QUESTIONS ON THE MATERIAL
A. Reproduce the stretch of the passage on annual HCC recapture requirements from "- Full Annual" through "for permanent conditions.".
B. Carry on the passage about annual HCC recapture requirements from the point where it stops.

PASSAGE PROVIDED
Annual Recapture Requirements
The CMS-HCC model resets every payment year, meaning no HCC carries forward automatically regardless of the clinical permanence of the underlying condition. This annual reset creates the recapture requirement — the operational necessity to re-document every chronic condition every year.
- Full Annual Reset: On January 1 of each payment year, every member's HCC profile resets to zero. Chronic conditions documented in the prior year must be re-documented through a qualified encounter in the current year to count toward the current RAF score. There are no exceptions for permanent conditions.
- Qualified Encounter Requirements: HCC-supporting documentation must come from a face-to-face encounter with a qualified provider. Telehealth visits, when conducted with appropriate audio and video components, qualify. Phone-only encounters, lab orders without a clinical visit, and prescription refills without an encounter do not satisfy the documentation requirement.
- MEAT Documentation Standards: Each recaptured condition must demonstrate that it was Monitored, Evaluated, Assessed, and Treated (MEAT) during the encounter. Simply listing a condition on the problem list or assessment without clinical context fails the MEAT standard and will not survive audit validation.
- Recapture Timing: While HCCs can be recaptured at any point during the payment year, earlier recapture is operationally preferable. Conditions recaptured in Q1-Q2 provide more time for supplemental data submission and mid-year payment adjustments. Q4 recapture efforts face tighter deadlines and reduced flexibility.

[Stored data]
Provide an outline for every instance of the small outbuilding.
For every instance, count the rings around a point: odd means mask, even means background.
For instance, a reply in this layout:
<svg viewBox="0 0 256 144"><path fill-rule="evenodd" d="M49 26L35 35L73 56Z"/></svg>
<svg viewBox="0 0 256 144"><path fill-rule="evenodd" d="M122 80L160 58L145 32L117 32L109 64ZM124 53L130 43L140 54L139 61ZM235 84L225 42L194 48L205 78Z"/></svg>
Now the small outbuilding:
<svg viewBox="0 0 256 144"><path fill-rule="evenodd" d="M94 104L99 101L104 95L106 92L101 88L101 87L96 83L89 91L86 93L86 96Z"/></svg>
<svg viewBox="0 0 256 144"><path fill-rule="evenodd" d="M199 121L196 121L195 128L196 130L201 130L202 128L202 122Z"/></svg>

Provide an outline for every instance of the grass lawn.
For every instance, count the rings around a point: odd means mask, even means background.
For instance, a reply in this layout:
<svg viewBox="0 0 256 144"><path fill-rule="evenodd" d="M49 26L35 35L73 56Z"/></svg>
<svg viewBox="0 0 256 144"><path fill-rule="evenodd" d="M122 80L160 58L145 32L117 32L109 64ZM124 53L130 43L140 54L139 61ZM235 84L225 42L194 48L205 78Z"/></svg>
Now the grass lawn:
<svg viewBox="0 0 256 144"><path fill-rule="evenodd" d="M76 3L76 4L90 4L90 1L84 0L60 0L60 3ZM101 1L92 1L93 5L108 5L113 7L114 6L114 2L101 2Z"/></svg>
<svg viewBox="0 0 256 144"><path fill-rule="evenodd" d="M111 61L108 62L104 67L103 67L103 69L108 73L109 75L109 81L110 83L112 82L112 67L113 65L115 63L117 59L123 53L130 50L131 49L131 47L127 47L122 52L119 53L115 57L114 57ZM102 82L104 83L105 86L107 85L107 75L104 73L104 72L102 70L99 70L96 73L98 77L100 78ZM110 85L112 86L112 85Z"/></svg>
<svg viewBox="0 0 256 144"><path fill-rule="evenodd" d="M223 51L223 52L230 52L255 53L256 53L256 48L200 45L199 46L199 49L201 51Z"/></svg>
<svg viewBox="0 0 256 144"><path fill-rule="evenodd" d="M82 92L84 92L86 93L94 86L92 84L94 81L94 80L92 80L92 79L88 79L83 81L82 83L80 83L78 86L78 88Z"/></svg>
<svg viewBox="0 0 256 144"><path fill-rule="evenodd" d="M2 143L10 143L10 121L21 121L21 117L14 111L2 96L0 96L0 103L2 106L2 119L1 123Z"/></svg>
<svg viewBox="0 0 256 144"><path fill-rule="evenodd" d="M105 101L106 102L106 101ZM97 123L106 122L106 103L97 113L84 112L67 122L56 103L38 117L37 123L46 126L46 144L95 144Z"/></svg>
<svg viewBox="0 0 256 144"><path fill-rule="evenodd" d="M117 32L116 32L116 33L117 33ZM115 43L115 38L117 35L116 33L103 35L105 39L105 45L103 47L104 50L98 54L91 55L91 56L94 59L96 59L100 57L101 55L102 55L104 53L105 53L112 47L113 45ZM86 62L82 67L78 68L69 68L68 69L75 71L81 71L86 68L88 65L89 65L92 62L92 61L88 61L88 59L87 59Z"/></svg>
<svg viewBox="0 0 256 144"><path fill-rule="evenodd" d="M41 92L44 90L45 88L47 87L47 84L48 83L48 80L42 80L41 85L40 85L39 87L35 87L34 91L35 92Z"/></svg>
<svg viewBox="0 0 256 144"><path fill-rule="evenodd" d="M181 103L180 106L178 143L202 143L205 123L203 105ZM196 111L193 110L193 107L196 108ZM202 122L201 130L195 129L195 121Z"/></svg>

LIST OF ANSWERS
A.
- Full Annual Reset: On January 1 of each payment year, every member's HCC profile resets to zero. Chronic conditions documented in the prior year must be re-documented through a qualified encounter in the current year to count toward the current RAF score. There are no exceptions for permanent conditions.

B.
- Recapture Rate Benchmarks: High-performing organizations achieve 90%+ chronic HCC recapture rates through systematic risk stratification and targeted outreach. Plans without dedicated recapture programs typically achieve 70-75%, losing 25-30% of prior-year chronic HCC value annually.
Common HCC Misunderstandings
Several persistent misconceptions about the HCC system lead to operational errors, compliance risk, and missed revenue. Correcting these misunderstandings is a prerequisite for effective risk adjustment.
- "All diagnosis codes map to HCCs." Under V28, fewer than 11% of ICD-10-CM codes map to HCCs. The vast majority of codes, while clinically valid, have no risk adjustment impact. Organizations that do not distinguish between HCC-mapped and non-mapped codes waste resources documenting and coding conditions with no RAF value.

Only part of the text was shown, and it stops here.